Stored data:
◇ ◇ ◇ ◇ ◇ ◇ ◇

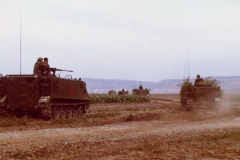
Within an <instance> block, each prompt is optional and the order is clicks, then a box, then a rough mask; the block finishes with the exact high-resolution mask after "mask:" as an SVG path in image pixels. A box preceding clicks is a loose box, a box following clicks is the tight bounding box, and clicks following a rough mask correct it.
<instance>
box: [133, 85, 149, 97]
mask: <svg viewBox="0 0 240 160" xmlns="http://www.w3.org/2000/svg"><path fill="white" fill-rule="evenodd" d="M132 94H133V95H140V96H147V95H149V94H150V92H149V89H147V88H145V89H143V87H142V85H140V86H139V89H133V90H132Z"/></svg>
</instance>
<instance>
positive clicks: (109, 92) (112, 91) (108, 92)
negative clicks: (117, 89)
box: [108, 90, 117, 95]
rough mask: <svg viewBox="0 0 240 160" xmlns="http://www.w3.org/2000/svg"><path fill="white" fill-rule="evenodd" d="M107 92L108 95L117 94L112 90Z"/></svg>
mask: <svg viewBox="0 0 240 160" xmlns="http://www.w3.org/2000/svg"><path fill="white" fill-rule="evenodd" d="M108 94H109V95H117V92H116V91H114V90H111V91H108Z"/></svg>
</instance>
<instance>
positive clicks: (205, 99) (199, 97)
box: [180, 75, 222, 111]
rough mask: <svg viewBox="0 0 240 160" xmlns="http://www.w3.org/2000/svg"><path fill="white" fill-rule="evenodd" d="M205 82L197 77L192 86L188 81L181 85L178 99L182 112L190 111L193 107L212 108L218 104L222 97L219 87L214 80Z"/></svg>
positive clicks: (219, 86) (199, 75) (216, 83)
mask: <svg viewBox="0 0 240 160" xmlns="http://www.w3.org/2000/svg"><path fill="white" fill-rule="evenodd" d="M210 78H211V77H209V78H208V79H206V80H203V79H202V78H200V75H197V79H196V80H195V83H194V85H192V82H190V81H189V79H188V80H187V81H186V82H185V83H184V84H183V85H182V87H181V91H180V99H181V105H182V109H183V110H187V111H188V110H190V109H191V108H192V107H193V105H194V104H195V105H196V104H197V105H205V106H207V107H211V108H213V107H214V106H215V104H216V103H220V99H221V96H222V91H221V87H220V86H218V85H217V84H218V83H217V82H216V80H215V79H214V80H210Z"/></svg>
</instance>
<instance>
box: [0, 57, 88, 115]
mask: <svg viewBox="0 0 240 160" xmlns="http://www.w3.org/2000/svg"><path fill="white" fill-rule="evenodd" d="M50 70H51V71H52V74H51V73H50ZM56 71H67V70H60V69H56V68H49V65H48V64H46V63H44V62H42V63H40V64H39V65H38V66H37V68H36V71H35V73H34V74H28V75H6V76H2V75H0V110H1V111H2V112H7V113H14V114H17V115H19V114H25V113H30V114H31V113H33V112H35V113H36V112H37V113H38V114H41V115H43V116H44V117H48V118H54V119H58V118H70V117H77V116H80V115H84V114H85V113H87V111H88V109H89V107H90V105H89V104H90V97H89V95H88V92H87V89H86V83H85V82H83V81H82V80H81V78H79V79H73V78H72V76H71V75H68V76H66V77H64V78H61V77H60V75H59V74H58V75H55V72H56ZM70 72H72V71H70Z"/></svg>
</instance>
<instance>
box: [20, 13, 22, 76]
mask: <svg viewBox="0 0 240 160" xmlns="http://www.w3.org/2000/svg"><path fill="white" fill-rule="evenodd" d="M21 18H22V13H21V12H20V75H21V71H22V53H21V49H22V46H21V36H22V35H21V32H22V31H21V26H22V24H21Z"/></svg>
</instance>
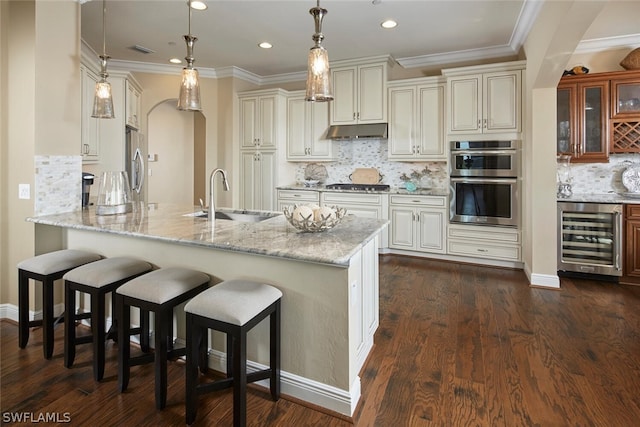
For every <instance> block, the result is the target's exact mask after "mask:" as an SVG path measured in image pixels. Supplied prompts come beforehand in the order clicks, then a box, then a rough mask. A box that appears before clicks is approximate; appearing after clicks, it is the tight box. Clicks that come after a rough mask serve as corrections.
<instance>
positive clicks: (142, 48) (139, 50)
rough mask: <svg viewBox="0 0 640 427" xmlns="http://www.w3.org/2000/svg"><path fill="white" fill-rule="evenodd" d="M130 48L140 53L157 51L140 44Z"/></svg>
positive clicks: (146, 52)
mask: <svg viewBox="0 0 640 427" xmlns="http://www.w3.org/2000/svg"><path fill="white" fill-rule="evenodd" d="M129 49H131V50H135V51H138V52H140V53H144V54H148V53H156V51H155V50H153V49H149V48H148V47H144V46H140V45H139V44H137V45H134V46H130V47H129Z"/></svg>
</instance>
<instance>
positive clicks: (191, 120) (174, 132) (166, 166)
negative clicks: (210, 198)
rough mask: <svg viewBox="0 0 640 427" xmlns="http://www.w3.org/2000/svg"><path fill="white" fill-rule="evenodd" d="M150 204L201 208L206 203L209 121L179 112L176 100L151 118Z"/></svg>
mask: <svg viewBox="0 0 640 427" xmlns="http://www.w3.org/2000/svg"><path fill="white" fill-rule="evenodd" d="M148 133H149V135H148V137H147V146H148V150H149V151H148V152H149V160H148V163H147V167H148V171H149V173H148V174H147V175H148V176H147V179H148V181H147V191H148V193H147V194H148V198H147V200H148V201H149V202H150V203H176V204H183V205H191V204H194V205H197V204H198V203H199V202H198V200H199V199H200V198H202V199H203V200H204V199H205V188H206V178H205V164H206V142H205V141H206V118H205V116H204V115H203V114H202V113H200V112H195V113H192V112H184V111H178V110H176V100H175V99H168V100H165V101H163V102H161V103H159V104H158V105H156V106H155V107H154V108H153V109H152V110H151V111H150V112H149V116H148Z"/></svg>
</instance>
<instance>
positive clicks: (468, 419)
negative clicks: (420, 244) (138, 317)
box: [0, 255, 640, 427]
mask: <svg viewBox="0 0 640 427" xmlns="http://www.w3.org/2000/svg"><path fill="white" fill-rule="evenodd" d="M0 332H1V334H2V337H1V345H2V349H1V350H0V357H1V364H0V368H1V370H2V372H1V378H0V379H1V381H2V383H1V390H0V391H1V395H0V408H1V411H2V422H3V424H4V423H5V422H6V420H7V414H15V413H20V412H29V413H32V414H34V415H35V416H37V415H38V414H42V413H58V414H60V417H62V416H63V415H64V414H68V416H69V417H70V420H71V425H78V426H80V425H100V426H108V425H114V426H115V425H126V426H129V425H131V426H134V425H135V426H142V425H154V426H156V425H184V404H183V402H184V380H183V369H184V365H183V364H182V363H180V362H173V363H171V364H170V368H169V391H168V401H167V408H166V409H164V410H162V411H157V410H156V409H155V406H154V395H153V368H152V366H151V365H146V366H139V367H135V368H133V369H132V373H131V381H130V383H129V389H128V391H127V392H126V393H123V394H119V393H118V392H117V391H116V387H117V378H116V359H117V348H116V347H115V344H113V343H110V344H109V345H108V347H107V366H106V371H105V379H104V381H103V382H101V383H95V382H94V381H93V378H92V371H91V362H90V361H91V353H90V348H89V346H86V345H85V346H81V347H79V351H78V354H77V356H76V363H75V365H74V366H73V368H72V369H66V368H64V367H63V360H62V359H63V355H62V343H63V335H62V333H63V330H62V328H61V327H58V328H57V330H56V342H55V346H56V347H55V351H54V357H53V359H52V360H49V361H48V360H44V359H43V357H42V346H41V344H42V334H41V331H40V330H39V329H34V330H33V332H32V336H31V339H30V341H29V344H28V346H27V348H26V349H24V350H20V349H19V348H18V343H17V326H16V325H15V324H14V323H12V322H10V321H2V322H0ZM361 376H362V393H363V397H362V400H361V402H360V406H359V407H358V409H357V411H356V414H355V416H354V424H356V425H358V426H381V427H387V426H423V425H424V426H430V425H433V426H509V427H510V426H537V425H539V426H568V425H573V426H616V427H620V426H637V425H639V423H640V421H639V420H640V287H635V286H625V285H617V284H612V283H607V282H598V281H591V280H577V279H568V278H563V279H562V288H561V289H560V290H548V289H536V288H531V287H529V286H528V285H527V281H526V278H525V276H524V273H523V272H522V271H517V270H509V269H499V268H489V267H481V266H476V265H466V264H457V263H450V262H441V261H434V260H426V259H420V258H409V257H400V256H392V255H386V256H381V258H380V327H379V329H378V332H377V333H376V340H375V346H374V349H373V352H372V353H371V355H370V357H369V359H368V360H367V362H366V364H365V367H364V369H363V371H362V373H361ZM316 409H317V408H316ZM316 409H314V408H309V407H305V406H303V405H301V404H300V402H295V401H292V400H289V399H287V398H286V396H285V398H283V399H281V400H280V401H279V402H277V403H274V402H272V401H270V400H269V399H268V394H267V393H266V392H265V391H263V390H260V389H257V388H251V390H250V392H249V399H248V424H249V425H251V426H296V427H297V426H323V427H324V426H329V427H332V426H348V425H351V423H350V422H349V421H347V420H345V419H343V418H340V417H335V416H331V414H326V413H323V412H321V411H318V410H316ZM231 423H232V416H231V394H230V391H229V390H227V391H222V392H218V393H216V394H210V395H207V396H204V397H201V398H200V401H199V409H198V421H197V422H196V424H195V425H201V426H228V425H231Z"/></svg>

◇ ◇ ◇ ◇ ◇ ◇ ◇

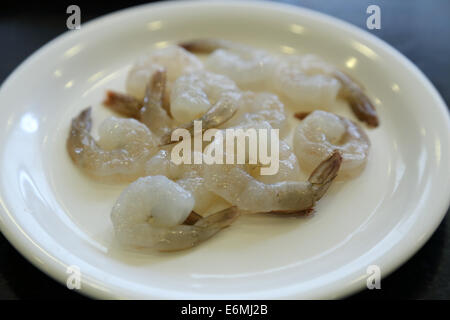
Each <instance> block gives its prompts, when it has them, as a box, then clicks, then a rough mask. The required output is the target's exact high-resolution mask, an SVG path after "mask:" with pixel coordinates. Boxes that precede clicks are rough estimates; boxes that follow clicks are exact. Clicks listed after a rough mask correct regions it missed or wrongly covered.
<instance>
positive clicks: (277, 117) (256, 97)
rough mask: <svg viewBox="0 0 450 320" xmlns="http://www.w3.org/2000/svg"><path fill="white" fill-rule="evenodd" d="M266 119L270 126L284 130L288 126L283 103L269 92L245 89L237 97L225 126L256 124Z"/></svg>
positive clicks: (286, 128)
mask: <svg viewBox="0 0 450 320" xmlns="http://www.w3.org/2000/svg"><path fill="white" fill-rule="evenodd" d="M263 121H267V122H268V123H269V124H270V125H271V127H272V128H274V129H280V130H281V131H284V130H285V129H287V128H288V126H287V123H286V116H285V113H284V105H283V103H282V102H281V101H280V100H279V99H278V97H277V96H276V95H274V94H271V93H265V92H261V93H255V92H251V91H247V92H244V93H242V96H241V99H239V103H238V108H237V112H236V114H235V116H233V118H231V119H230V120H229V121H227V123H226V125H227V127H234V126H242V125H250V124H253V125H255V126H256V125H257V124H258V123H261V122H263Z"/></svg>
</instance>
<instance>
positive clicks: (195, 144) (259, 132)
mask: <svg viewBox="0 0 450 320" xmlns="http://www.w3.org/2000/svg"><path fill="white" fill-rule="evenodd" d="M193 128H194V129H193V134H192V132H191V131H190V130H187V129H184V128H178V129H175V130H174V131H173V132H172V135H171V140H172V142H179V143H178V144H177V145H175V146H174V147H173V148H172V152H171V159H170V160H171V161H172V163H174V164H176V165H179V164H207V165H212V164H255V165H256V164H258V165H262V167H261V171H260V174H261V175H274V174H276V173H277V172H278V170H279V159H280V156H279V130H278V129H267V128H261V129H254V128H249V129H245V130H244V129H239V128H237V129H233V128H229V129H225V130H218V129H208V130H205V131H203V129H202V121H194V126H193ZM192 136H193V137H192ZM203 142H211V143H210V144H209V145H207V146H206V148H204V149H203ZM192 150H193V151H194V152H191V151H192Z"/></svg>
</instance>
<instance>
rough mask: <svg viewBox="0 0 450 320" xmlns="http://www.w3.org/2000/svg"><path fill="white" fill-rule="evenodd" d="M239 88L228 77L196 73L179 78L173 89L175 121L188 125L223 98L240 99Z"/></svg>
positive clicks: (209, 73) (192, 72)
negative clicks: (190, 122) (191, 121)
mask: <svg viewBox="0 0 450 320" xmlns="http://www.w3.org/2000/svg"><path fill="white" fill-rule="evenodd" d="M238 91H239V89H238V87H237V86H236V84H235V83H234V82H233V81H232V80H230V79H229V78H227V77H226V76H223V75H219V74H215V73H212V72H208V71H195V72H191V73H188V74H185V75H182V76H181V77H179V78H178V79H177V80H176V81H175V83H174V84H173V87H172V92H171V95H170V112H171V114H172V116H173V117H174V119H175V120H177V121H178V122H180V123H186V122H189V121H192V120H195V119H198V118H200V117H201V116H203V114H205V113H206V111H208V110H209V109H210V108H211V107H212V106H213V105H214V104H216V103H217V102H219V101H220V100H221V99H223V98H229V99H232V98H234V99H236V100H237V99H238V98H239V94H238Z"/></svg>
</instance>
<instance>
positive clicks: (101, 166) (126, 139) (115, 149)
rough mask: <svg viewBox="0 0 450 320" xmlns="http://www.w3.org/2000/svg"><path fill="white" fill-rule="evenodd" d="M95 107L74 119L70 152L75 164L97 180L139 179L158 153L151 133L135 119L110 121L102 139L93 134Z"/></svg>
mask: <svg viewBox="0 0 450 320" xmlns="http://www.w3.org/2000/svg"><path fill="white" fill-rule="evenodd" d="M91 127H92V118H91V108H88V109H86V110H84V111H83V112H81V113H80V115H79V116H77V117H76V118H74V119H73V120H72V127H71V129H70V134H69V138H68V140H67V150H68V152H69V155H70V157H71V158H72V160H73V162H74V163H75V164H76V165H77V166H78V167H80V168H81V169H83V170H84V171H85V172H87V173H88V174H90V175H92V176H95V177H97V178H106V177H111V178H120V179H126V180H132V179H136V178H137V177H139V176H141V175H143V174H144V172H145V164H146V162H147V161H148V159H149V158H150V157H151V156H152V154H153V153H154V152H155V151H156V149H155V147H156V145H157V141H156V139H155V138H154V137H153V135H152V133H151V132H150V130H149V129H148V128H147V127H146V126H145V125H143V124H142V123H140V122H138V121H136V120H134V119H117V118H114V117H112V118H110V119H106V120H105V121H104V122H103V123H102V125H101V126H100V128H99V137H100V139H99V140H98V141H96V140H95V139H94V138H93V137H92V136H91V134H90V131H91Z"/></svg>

◇ ◇ ◇ ◇ ◇ ◇ ◇

The task:
Reproduce the lines of the material above word for word, starting with the line that contains "Each <instance> block" and going on through the line that contains "positive clicks: (286, 128)".

Answer to this problem:
Each <instance> block gives its prompts, when it has them, as a box, then clicks, then a rough mask. The required output is the target's exact high-resolution mask, an SVG path after "mask:" with pixel coordinates. Boxes that precede clicks are rough estimates; boxes that follow clicks are exact. Clicks listed after a rough mask correct regions it missed or wrongly covered.
<instance>
positive clicks: (277, 117) (256, 97)
rough mask: <svg viewBox="0 0 450 320" xmlns="http://www.w3.org/2000/svg"><path fill="white" fill-rule="evenodd" d="M266 119L270 126L284 130L288 126L283 103L269 92L245 89L237 97L225 126L256 124Z"/></svg>
positive clicks: (286, 128)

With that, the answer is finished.